What you are asked to do
All lines after the one containing "Practice step: point out every instance of the rocky" are needed, along with that line itself. Please repeat them exactly through the end of the entries.

** Opening Input block **

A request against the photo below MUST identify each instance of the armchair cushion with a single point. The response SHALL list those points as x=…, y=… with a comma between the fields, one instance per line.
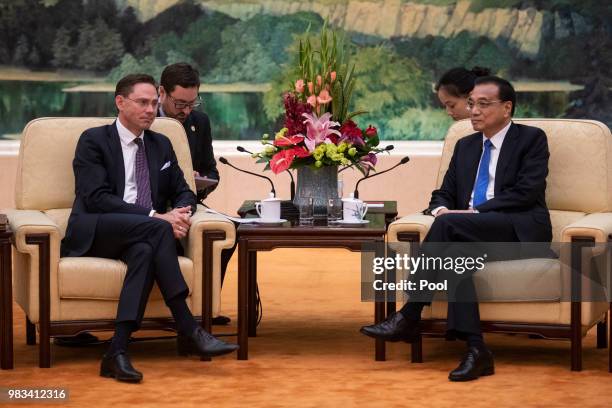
x=76, y=274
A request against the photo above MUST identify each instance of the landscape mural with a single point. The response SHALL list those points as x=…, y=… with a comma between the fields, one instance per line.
x=62, y=57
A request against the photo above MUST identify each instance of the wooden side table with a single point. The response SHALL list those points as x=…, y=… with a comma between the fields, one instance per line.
x=253, y=238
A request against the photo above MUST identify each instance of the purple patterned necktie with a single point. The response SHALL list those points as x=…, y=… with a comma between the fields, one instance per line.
x=143, y=188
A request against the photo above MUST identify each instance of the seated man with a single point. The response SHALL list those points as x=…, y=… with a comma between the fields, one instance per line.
x=178, y=96
x=125, y=178
x=493, y=191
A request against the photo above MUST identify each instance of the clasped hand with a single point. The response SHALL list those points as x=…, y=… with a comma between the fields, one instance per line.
x=180, y=219
x=447, y=211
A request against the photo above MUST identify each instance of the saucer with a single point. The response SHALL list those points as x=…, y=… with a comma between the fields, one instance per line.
x=352, y=223
x=270, y=221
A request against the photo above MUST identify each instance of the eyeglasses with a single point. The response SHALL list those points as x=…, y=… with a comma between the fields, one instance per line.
x=481, y=105
x=144, y=103
x=182, y=105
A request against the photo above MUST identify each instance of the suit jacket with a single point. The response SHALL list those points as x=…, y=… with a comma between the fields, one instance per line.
x=520, y=181
x=100, y=183
x=197, y=127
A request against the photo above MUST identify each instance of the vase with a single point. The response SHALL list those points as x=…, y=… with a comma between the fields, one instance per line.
x=321, y=184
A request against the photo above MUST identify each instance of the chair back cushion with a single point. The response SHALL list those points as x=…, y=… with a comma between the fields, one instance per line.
x=580, y=165
x=45, y=179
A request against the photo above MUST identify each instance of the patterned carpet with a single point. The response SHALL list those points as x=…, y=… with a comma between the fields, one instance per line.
x=309, y=353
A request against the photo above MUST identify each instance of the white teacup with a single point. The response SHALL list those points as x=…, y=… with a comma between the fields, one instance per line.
x=268, y=209
x=353, y=210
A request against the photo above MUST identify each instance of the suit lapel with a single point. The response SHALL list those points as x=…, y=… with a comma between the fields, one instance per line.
x=117, y=154
x=505, y=155
x=153, y=162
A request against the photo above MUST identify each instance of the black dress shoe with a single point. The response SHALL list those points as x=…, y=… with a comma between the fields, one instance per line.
x=395, y=328
x=221, y=320
x=203, y=344
x=120, y=368
x=80, y=340
x=476, y=363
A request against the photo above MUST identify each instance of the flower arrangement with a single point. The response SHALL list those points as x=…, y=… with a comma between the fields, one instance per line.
x=318, y=129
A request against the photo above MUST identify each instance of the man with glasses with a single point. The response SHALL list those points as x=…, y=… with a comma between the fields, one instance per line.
x=178, y=96
x=125, y=177
x=493, y=191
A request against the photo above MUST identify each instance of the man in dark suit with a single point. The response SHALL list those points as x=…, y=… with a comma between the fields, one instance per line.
x=126, y=177
x=493, y=191
x=178, y=96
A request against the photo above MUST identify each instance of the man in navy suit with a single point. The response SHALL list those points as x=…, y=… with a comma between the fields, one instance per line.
x=493, y=191
x=178, y=96
x=126, y=177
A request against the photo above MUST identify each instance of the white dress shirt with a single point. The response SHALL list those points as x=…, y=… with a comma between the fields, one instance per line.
x=129, y=149
x=496, y=140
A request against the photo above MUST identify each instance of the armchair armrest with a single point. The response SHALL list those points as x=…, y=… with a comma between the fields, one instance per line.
x=206, y=256
x=414, y=223
x=37, y=240
x=597, y=226
x=27, y=222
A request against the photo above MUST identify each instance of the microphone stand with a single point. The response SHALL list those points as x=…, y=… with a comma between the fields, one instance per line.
x=225, y=161
x=387, y=148
x=403, y=161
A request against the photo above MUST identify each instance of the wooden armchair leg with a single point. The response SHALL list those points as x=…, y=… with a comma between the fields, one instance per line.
x=416, y=351
x=30, y=332
x=208, y=239
x=6, y=295
x=44, y=296
x=602, y=333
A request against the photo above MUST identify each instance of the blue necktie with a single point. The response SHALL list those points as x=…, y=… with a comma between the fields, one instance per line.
x=482, y=180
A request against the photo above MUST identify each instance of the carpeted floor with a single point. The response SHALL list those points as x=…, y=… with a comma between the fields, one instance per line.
x=309, y=353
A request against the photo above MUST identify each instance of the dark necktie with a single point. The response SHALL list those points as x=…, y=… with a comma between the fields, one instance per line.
x=143, y=187
x=482, y=180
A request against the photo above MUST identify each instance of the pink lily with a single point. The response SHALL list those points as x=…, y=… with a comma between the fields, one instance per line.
x=318, y=129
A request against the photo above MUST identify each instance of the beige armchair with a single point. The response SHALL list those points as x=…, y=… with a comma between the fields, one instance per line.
x=579, y=197
x=64, y=296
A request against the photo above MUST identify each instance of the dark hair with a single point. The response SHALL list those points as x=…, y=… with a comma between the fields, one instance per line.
x=181, y=74
x=505, y=88
x=125, y=86
x=459, y=81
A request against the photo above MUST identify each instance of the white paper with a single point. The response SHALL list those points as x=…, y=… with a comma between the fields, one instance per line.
x=235, y=219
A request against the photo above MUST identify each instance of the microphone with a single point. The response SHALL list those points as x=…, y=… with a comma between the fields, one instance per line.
x=243, y=150
x=224, y=161
x=387, y=148
x=403, y=161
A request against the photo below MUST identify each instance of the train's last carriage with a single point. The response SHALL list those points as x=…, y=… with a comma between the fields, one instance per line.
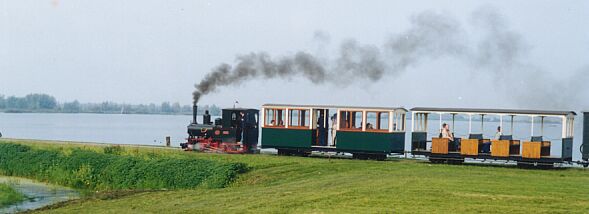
x=363, y=131
x=449, y=146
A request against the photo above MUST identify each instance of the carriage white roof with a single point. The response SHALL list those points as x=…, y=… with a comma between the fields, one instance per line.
x=363, y=108
x=516, y=112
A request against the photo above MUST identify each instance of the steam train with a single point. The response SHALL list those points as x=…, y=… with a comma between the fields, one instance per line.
x=235, y=132
x=376, y=132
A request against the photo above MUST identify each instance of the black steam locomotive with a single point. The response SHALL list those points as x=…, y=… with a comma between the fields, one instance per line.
x=235, y=132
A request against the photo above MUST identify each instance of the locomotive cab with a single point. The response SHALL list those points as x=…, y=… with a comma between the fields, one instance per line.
x=235, y=132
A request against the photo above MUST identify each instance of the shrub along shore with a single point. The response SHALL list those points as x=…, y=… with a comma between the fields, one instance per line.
x=110, y=170
x=9, y=196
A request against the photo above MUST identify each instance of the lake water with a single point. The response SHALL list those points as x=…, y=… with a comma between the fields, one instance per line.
x=152, y=129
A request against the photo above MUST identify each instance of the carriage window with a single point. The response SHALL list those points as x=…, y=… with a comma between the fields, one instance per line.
x=274, y=117
x=371, y=121
x=399, y=122
x=298, y=118
x=351, y=120
x=377, y=121
x=383, y=121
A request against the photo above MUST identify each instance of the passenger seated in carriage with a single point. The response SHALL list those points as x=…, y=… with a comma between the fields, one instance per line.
x=446, y=133
x=487, y=145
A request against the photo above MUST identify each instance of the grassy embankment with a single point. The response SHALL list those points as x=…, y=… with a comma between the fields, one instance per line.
x=9, y=195
x=110, y=170
x=321, y=185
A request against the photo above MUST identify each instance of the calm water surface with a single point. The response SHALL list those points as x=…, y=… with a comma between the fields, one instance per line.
x=38, y=194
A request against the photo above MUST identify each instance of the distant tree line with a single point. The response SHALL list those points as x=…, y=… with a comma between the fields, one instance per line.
x=48, y=103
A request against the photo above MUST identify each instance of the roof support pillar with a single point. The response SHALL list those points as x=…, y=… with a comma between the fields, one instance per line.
x=469, y=124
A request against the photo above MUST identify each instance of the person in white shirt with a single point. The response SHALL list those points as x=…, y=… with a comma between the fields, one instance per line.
x=498, y=134
x=446, y=133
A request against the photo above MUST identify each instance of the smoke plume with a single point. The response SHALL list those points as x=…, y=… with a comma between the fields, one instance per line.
x=492, y=49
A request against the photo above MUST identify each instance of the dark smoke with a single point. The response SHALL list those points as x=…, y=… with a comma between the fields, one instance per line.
x=257, y=65
x=354, y=61
x=493, y=49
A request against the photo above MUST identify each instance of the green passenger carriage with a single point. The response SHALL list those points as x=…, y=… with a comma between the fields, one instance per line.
x=366, y=132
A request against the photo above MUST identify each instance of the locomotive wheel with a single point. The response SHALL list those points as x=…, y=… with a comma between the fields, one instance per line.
x=437, y=160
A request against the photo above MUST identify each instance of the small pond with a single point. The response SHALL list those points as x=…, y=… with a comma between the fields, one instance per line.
x=39, y=194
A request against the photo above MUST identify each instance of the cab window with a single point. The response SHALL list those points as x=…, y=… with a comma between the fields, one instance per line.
x=298, y=118
x=351, y=120
x=274, y=117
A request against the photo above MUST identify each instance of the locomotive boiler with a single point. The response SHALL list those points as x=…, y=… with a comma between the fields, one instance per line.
x=236, y=131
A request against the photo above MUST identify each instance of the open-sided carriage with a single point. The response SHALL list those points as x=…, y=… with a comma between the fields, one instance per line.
x=535, y=150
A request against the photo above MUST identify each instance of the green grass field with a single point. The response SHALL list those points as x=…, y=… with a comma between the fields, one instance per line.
x=277, y=184
x=9, y=195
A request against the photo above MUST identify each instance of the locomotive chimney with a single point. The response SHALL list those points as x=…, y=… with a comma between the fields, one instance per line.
x=194, y=112
x=585, y=136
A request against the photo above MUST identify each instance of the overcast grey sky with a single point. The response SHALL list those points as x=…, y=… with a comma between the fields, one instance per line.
x=139, y=51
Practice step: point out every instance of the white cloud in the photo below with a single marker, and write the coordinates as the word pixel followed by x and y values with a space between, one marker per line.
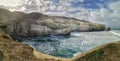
pixel 63 8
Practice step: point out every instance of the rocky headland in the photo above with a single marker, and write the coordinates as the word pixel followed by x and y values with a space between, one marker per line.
pixel 19 24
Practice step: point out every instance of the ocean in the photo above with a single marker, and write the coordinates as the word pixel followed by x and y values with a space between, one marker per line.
pixel 76 43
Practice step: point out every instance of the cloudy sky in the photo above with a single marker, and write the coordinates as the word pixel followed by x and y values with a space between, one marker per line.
pixel 100 11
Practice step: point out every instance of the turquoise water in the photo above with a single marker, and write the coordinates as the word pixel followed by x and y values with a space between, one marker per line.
pixel 75 44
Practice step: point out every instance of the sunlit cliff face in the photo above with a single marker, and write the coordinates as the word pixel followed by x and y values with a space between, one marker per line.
pixel 100 11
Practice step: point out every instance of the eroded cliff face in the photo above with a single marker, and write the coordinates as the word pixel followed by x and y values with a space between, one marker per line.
pixel 37 24
pixel 108 52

** Closing Input block **

Response to this exercise
Practice step: point out every instance of the rocky headland in the photo above with a single marker, and write the coordinates as the word pixel followed by x and y values with a space between, one marker per line.
pixel 19 24
Practice step: point out every instance of the ocean in the photo above with a single marker, and write the coordinates as the word pixel followed by x and y values with a space between, one marker per line.
pixel 76 43
Practice step: point out every instance of the cloudy sky in the photo above with a single marker, and write the coordinates as the word pixel followed by x and y values with a space between, one marker per line.
pixel 100 11
Practice step: point out every instance of the turquoise water in the photo above with a single marker, and write the coordinates as the word pixel followed by x and y values with a space between, one marker per line.
pixel 75 44
Practice step: point out every instance of the sunlit cliff face in the photo above with a single marker, and write the coordinates as the word pixel followed by x and y values with a space between, one marker per line.
pixel 100 11
Practice step: point out every instance of the eroded cliff face in the photo above with a single marker, and write the coordinates as the word pixel followed by x and y values with a space between, one marker per line.
pixel 37 24
pixel 108 52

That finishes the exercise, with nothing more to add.